Copy everything in the COIN series discussion from "I'm not sure" down to "- especially Pendragon.", and substitute "rhythm" for each "flow".

▶ _Text section_
◆ ◆ ◆ ◆

I'm not sure I'd agree. Transferrable experience would mean a player can jump into Pendragon right from, say, Liberty or Death and immediately grasp the flow of the game. Each COIN game has a fundamentally different flow of play to me - especially Pendragon.


I actually think you’re both right. Games 1-4 in the series (Andean Abyss, Cuba Libre, Fire in the Lake and A Distant Plane) had enough in common as to be easily picked up if one was mastered. Each added small details that evolved the series (FitL’s pivotal Events as an example) but overall were similar enough that the basics could be learned very quickly. However, as the series moved beyond modern conflicts, there were additional rules and mechanics and were unique to each game (Liberty or Death’s battle mechanics became exponentially more complicated compared the first four titles). I found Liberty or Death and Falling Sky more difficult to jump into than the first four and it looks like Pendragon adds a lot of unique features as well and will require more time than usual to learn the game. Colonial Twilight, going back to a modern conflict, was more similar to the original four and thus required very little new to earn so I picked it very quickly.

◆ ◆ ◆ ◆

▶ _Extracted material_
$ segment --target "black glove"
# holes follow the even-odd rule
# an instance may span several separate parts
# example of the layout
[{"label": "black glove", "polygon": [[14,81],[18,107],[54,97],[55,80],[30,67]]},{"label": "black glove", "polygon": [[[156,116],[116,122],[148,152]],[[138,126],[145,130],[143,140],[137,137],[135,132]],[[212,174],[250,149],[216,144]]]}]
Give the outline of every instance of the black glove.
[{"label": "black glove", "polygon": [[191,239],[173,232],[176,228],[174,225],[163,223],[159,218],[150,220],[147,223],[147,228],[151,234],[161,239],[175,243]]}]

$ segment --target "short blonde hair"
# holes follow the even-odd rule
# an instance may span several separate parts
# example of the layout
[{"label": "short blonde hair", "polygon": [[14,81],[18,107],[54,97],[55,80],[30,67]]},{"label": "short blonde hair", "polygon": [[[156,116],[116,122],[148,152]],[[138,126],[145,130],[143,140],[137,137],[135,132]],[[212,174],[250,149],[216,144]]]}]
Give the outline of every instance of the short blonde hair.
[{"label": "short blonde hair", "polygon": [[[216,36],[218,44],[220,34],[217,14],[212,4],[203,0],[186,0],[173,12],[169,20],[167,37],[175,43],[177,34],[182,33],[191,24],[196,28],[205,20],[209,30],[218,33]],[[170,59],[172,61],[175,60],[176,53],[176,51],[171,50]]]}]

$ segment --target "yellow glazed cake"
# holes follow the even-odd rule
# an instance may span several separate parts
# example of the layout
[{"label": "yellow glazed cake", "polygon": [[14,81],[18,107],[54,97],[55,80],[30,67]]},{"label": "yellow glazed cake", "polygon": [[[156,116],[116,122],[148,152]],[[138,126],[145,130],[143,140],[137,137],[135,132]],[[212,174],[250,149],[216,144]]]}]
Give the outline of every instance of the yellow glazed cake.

◆ ◆ ◆ ◆

▶ _Answer to this exercise_
I'm not sure I'd agree. Transferrable experience would mean a player can jump into Pendragon right from, say, Liberty or Death and immediately grasp the rhythm of the game. Each COIN game has a fundamentally different rhythm of play to me - especially Pendragon.